## START Records provided

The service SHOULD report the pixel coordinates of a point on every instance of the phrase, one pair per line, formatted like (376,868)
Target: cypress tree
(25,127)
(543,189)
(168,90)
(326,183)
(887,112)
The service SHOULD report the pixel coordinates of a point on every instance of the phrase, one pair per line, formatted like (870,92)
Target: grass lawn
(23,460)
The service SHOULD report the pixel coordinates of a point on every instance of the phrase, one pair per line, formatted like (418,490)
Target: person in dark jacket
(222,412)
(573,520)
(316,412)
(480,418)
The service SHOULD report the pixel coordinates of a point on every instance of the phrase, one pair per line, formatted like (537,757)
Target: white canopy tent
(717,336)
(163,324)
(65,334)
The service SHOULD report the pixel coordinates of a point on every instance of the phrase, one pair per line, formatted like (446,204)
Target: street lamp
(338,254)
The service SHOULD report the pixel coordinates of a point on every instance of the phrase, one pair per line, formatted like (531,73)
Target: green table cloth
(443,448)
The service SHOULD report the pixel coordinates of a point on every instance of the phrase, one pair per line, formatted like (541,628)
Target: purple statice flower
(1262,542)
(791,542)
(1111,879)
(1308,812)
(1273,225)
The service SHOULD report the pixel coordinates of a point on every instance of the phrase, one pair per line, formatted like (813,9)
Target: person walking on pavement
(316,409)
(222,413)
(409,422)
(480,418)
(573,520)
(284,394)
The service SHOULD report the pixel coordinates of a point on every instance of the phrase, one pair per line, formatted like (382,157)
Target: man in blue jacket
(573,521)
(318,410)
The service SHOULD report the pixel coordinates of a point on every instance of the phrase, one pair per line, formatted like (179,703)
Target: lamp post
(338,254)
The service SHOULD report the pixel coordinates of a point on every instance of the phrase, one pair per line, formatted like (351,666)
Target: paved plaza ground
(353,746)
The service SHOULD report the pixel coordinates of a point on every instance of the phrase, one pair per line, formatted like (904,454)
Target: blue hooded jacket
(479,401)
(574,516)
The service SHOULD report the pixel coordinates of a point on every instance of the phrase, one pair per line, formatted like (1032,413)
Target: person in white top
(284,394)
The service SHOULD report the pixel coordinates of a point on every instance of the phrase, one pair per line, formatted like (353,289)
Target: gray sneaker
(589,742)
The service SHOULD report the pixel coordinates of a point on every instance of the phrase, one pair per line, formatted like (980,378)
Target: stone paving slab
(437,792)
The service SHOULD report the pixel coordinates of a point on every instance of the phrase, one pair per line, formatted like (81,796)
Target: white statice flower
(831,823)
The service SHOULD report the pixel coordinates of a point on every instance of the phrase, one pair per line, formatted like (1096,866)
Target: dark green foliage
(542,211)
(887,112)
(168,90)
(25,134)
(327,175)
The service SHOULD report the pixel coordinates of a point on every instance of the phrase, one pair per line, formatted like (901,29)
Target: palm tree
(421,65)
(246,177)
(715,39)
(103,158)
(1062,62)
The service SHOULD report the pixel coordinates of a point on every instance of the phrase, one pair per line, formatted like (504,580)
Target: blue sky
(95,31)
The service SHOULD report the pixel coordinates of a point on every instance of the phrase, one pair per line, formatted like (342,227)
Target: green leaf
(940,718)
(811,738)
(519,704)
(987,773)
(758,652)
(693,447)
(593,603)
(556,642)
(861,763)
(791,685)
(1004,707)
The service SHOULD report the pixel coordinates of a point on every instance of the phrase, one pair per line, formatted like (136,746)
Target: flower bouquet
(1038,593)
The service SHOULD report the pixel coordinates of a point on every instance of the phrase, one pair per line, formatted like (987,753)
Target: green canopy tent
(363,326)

## END Records provided

Work to be completed: Please quote the data above in full, with no line missing.

Reply:
The service SHOULD report the pixel coordinates of a point on every instance of the phrase, one pair per line, formatted like (376,868)
Target: cypress tree
(25,127)
(543,189)
(168,90)
(326,183)
(887,112)
The service SHOULD report the pixel coordinates of a point on every instance of the phrase, one pair per line, formatted like (870,92)
Target: grass lawn
(23,460)
The service SHOULD report the pixel coordinates of a point on every instance of the phrase, one pair per line, formatted like (418,490)
Target: person in dark jacket
(222,412)
(573,520)
(316,412)
(480,418)
The service SHOULD report the pixel coordinates of a point on every instance of the phrase, one pair per line, formatted like (537,757)
Target: white canopy tent
(717,336)
(163,324)
(65,334)
The service SHOULD report the pixel coordinates of a point on every instance of the phrase, one pair per line, formatted like (446,204)
Target: street lamp
(338,254)
The service SHOULD report the pixel coordinates of a point on every instance of the phrase, one pair per line, formatted like (531,73)
Target: green table cloth
(443,448)
The service SHOULD report the pixel coordinates of a point on every instance of the phrase, one pair per line, formatted like (541,628)
Target: purple statice flower
(1262,542)
(791,542)
(1111,879)
(1308,812)
(1273,225)
The service SHOULD report the pixel coordinates of a point on every instance of the phrase, one pair per line, formatted like (813,9)
Target: person walking on pavement
(316,409)
(222,413)
(409,422)
(480,418)
(573,520)
(284,394)
The service SHOULD report the pixel coordinates of a point on every instance of the phrase, one pair per line, formatted like (382,157)
Target: man in blue jacket
(573,521)
(318,410)
The service SHOULD report the pixel coordinates of a point on every instance of the phrase, one pair per line, formatted like (179,703)
Target: lamp post
(338,254)
The service SHOULD report the pixel coordinates of a point on every instance of the phrase, one pair per line, formatted like (351,666)
Target: paved plaza ground
(353,746)
The service SHOULD report the pixel coordinates of a point on every instance of the phrase, one pair per line, formatted like (904,454)
Target: blue hooded jacket
(479,401)
(574,516)
The service SHOULD report the pixel coordinates of a point on every instance of the phrase, one pair per line, formatted like (1032,413)
Target: person in white top
(284,394)
The service SHOULD report the pixel coordinates of a point on every instance of the phrase, one pair per line, formatted like (353,289)
Target: gray sneaker
(589,742)
The service SHOULD report the pixel coordinates of a point on every instance of the phrase, one pair per line, formatted like (980,378)
Target: stone paving slab
(437,792)
The service SHOULD report the pixel coordinates of a point on every instance of the phrase, one pair per line, formatted like (81,796)
Target: white statice flower
(831,823)
The service SHOULD report the pixel coordinates of a point on every instance of the phrase, one pair per line, formatted like (1096,866)
Target: dark green foliage
(542,211)
(887,112)
(168,90)
(25,134)
(327,175)
The service SHOULD report the pixel coordinates of a point on every instance of the phrase, one pair per line, formatted like (901,29)
Target: palm tree
(421,65)
(246,177)
(715,39)
(103,158)
(1062,62)
The service SHOULD report the pixel coordinates of a point on every instance of the phrase, one pair per line, formatted like (504,580)
Target: blue sky
(95,31)
The service SHOULD report the pixel coordinates of a point on every instance of the phrase, one pair per line, formatted like (342,227)
Target: green leaf
(940,718)
(811,738)
(519,704)
(987,773)
(758,652)
(693,447)
(593,603)
(556,642)
(861,763)
(791,685)
(1004,707)
The service SHOULD report the pixel coordinates of a point on every instance of the phrase, one pair per line, formatted like (136,746)
Target: flower bouquet
(1038,593)
The service SHOULD report the pixel coordinates of a point on every instance of the phrase, one pair per line, formatted like (987,753)
Target: green canopy tent
(363,326)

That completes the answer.